--- START DATA EXCERPTS ---

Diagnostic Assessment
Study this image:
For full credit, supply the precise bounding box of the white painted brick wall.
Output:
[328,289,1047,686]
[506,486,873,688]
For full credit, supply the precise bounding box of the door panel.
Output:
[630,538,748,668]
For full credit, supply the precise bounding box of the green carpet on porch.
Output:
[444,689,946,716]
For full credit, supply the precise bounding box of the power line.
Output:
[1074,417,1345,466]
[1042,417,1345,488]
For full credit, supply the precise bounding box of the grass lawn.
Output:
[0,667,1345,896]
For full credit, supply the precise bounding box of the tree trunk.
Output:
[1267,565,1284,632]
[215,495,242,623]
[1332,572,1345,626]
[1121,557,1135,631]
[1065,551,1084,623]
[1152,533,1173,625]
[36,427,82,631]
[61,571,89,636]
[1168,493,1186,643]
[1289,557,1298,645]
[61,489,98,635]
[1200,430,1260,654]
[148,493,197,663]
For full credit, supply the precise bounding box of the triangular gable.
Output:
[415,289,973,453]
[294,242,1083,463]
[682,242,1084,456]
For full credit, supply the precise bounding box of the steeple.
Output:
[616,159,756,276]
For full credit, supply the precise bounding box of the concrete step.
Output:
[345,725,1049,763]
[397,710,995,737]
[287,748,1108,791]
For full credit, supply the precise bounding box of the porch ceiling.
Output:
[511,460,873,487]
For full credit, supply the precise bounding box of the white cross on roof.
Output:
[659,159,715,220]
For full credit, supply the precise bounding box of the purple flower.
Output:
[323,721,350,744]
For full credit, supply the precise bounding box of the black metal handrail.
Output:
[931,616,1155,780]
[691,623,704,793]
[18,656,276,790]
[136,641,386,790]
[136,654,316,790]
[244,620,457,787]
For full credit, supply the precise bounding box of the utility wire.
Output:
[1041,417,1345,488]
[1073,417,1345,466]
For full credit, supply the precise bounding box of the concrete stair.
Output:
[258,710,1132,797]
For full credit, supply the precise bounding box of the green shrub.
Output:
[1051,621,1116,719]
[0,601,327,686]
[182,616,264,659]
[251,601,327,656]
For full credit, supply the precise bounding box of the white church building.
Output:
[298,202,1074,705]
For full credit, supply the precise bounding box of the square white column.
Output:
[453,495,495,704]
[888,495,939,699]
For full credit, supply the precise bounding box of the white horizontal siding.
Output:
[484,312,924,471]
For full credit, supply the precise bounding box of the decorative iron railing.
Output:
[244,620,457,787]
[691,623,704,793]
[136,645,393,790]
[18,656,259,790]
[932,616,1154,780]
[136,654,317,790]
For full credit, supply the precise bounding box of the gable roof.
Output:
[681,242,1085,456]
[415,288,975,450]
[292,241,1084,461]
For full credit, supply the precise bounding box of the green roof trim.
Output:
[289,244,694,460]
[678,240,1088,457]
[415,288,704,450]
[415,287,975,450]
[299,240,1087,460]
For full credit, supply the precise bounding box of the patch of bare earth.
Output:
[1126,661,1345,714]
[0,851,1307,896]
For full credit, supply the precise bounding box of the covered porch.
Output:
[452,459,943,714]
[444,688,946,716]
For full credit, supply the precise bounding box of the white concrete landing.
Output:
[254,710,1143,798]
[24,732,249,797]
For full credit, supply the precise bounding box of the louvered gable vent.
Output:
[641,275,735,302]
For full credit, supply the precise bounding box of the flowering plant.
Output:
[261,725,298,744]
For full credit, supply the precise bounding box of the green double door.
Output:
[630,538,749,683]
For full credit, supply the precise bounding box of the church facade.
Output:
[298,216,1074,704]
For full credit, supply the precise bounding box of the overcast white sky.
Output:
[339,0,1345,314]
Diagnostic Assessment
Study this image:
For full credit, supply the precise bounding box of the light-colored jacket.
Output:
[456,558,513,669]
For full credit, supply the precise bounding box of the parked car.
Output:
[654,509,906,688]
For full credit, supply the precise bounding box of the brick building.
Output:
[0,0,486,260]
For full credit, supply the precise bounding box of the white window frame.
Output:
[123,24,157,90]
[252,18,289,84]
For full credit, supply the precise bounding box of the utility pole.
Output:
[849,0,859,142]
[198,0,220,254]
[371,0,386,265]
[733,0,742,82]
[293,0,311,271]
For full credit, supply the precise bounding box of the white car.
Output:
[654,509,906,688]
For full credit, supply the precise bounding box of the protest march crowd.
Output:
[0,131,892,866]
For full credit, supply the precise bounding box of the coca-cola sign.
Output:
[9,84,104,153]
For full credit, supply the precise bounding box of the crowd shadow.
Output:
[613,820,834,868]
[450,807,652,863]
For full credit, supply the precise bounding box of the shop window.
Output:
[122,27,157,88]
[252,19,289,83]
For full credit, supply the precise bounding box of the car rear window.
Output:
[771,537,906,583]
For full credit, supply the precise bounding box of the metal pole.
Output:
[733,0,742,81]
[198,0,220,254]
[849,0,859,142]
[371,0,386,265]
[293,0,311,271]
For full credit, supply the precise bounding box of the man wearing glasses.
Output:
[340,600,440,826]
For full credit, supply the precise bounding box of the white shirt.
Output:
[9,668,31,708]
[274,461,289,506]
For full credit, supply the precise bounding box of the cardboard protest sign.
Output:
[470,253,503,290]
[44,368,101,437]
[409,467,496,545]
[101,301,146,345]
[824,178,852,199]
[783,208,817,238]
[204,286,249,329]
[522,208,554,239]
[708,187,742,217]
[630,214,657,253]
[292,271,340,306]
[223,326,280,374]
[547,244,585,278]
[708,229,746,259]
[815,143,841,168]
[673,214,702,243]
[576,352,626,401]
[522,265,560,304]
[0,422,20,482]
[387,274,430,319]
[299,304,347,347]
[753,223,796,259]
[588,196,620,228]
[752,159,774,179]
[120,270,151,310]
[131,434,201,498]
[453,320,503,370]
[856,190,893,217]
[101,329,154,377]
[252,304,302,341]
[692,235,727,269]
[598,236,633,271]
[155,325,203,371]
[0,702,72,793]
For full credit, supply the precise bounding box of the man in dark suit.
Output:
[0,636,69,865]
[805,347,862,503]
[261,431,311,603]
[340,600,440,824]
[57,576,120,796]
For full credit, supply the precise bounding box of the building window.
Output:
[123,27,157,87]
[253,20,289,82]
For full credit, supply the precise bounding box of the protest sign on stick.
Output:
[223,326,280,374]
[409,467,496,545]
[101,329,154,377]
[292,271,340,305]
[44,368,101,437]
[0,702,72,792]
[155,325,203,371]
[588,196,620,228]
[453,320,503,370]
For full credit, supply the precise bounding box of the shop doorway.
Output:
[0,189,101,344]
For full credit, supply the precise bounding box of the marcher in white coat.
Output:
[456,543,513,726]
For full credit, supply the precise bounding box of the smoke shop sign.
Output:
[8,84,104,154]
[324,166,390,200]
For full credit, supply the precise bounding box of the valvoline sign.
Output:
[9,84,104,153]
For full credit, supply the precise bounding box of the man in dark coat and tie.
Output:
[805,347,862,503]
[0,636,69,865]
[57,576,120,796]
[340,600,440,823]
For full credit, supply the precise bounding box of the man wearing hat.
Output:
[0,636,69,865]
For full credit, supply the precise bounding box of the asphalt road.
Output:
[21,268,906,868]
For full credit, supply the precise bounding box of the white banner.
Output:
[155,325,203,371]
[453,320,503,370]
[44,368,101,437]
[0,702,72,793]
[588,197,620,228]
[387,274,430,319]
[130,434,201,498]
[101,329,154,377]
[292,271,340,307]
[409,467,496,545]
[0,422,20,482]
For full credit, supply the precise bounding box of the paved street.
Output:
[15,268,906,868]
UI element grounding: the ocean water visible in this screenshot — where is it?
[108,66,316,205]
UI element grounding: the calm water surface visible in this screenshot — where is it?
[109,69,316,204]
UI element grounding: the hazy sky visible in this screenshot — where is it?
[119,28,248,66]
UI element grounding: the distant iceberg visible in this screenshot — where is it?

--- END DATA EXCERPTS ---

Each record must be repeated exactly as it is.

- **ANSWER TO THIS TASK**:
Diagnostic Assessment
Study this image:
For full credit, supply the precise bounding box of the white painted brick wall.
Output:
[328,289,1047,686]
[506,486,873,688]
For full credit, supply the precise bounding box of the door panel.
Output:
[630,538,748,668]
For full credit, supply the precise bounding box of the green carpet on porch.
Output:
[444,689,946,716]
For full credit, supply the precise bounding box of the power line.
Output:
[1074,417,1345,466]
[1042,417,1345,488]
For full credit, supply the precise bounding box of the grass lawn.
Output:
[0,667,1345,896]
For full credit, supply the precise bounding box of the tree trunk.
Output:
[1267,565,1284,632]
[215,495,242,623]
[1332,572,1345,626]
[1121,557,1135,631]
[1065,551,1084,623]
[1152,533,1173,625]
[36,427,82,631]
[61,571,89,636]
[1168,493,1186,643]
[1289,557,1298,645]
[61,489,98,635]
[1200,430,1260,654]
[148,493,197,663]
For full credit, supply the precise bounding box of the triangular gable.
Output:
[415,289,973,453]
[294,242,1083,463]
[682,242,1084,456]
For full credit, supply the precise bounding box of the steeple.
Output:
[616,159,756,276]
For full credit, supply the precise bounding box of the concrete step.
Output:
[345,725,1049,763]
[397,710,995,737]
[287,748,1108,791]
For full credit, supply the precise bounding box of the porch ceiling.
Output:
[511,460,873,487]
For full credit, supply the precise bounding box of the white cross on roof.
Output:
[659,159,715,220]
For full credit, supply the precise bounding box of the purple flower.
Output:
[323,721,350,744]
For full credit, supply the precise bounding box of the black metal handrail.
Output:
[931,616,1155,780]
[691,623,704,793]
[18,656,276,790]
[136,641,386,790]
[136,654,316,790]
[244,620,457,787]
For full credit, supply the precise bounding box of the utility wire.
Output:
[1041,417,1345,488]
[1073,417,1345,466]
For full credit, supply the precise bounding box of the concrete stair.
Output:
[258,710,1132,797]
For full credit, supply the precise bounding box of the green shrub.
Output:
[1051,621,1116,719]
[0,601,327,686]
[182,616,264,659]
[251,601,327,656]
For full credit, supply the precise bounding box of the white church building.
Output:
[298,202,1074,705]
For full credit, supply the precise bounding box of the square white column.
Output:
[453,495,495,704]
[888,495,939,699]
For full credit, supply the precise bounding box of the white horizontal siding.
Output:
[484,312,924,471]
For full credit, supply the precise bounding box of the decorative iron railing.
Output:
[244,620,457,787]
[691,623,704,793]
[136,645,393,790]
[18,656,259,790]
[932,616,1154,780]
[136,654,317,790]
For full credit, supply the precise bounding box of the gable roof.
Output:
[681,242,1085,456]
[415,288,975,450]
[292,241,1084,461]
For full credit, supply the precise bounding box of the green roof trim.
Output:
[289,244,694,460]
[678,240,1088,457]
[415,288,704,450]
[415,287,975,450]
[299,240,1087,460]
For full credit, supply the precise bounding box of the patch of bare earth.
Output:
[1126,661,1345,714]
[0,851,1307,896]
For full credit, supply the precise bounding box of the covered porch.
Output:
[452,459,943,714]
[444,688,946,716]
For full credit, supply the precise bounding box of the white concrete landing.
Output:
[254,710,1143,798]
[24,732,249,797]
For full credit, supply the precise bounding box of the louvered gable vent.
Output:
[641,275,735,302]
For full credit, supply the precise bounding box of the flowering plant.
Output:
[261,725,298,744]
For full credit, supply the precise bounding box of the green double door.
Output:
[630,538,749,683]
For full credit, supply the precise bounding box of the church facade.
Output:
[298,216,1074,704]
For full credit, supply the precise bounding box of the overcast white sky.
Output:
[339,0,1345,314]
Diagnostic Assessment
Study this image:
For full credit, supply the precise bounding box of the light-colored jacket.
Output:
[456,558,513,669]
For full credit, supply the precise bounding box of the parked car.
Output:
[654,509,906,688]
For full credit, supply the precise bounding box of the brick building.
Output:
[0,0,486,260]
For full credit, supply the precise bounding box of the white window frame.
Output:
[123,24,157,90]
[252,18,289,84]
For full credit, supply the precise bounding box of the utility pole.
Output:
[849,0,859,142]
[198,0,220,254]
[371,0,386,265]
[733,0,742,82]
[293,0,311,271]
For full credit, supply the precise bounding box of the white car.
Output:
[654,509,906,688]
For full credit, supply the precise bounding box of the protest march crowd.
Output:
[0,131,892,866]
For full credit, supply the precise bounding box of the coca-cola sign.
Output:
[9,84,104,153]
For full credit, supply the precise bounding box of the crowd shadow.
Output:
[613,820,834,868]
[450,807,652,863]
For full credit, supply the precise bounding box of the shop window.
Output:
[122,27,157,88]
[252,19,289,83]
For full credit, supply the precise bounding box of the car rear window.
Output:
[771,537,906,583]
For full credit, supply the precise bounding box of the metal pole.
Output:
[733,0,742,81]
[198,0,220,254]
[849,0,859,142]
[371,0,386,265]
[293,0,311,271]
For full credit, supply the precise bounding box of the man wearing glasses.
Output:
[340,600,440,826]
For full credit, supply the precise bounding box of the white shirt.
Output:
[9,668,31,708]
[274,461,289,506]
For full credit, supply the precise bounding box of the cardboard protest sign.
Output:
[470,253,503,290]
[44,368,101,437]
[409,467,496,545]
[101,301,146,345]
[824,178,852,199]
[783,208,817,238]
[204,286,249,329]
[522,208,554,239]
[708,187,742,217]
[630,214,657,253]
[292,271,340,306]
[223,326,280,374]
[547,244,585,278]
[708,229,746,259]
[815,143,841,168]
[673,214,702,243]
[576,352,626,401]
[522,265,560,304]
[0,422,20,482]
[387,274,430,319]
[299,304,347,347]
[753,223,796,259]
[588,196,620,228]
[752,159,774,179]
[120,270,151,310]
[131,434,201,498]
[453,320,503,370]
[856,190,893,217]
[101,329,154,377]
[252,304,302,341]
[692,235,727,269]
[598,236,633,271]
[155,325,203,371]
[0,702,72,793]
For full credit, supply the precise bounding box of the man in dark suit.
Output:
[0,636,69,865]
[805,347,862,503]
[261,431,311,603]
[340,600,440,824]
[57,576,120,796]
For full credit, supply the precise bounding box of the building window.
Output:
[123,27,157,87]
[253,20,289,82]
For full credit, supply the precise bounding box of the protest sign on stick.
Output:
[223,326,280,374]
[409,467,496,545]
[101,329,154,377]
[292,271,340,305]
[44,368,101,437]
[0,702,72,792]
[155,325,203,371]
[588,196,620,228]
[453,320,503,370]
For full credit, supply the precise bounding box of the shop doorway.
Output:
[0,189,101,344]
For full credit, supply the precise bounding box of the marcher in white coat.
Output:
[456,543,513,726]
For full credit, supply the precise bounding box of the smoke shop sign.
Output:
[8,84,104,154]
[324,166,390,200]
For full credit, supply the precise bounding box of the valvoline sign.
Output:
[9,84,104,153]
For full credit, supply the precise bounding box of the man in dark coat and tie.
Output:
[805,347,862,503]
[0,636,69,865]
[57,576,120,796]
[340,600,440,823]
For full credit, supply the precise bounding box of the man wearing hat.
Output:
[0,636,69,865]
For full credit, supply the precise bounding box of the asphalt road.
Output:
[21,268,906,868]
For full credit, supply the precise bounding box of the white banner.
Output:
[155,325,203,371]
[453,320,503,370]
[44,368,101,437]
[0,702,72,793]
[588,197,620,228]
[387,274,430,319]
[130,434,201,498]
[101,329,154,377]
[292,271,340,307]
[409,467,496,545]
[0,422,20,482]
For full credit, supply the precise bounding box of the paved street.
Output:
[15,268,906,868]
UI element grounding: the ocean water visible in this screenshot — where is it?
[108,66,316,205]
UI element grounding: the calm water surface visible in this screenshot — where is it?
[109,69,316,204]
UI element grounding: the hazy sky visible in this screenshot — where is it?
[119,28,248,66]
UI element grounding: the distant iceberg visible in this screenshot — where is it?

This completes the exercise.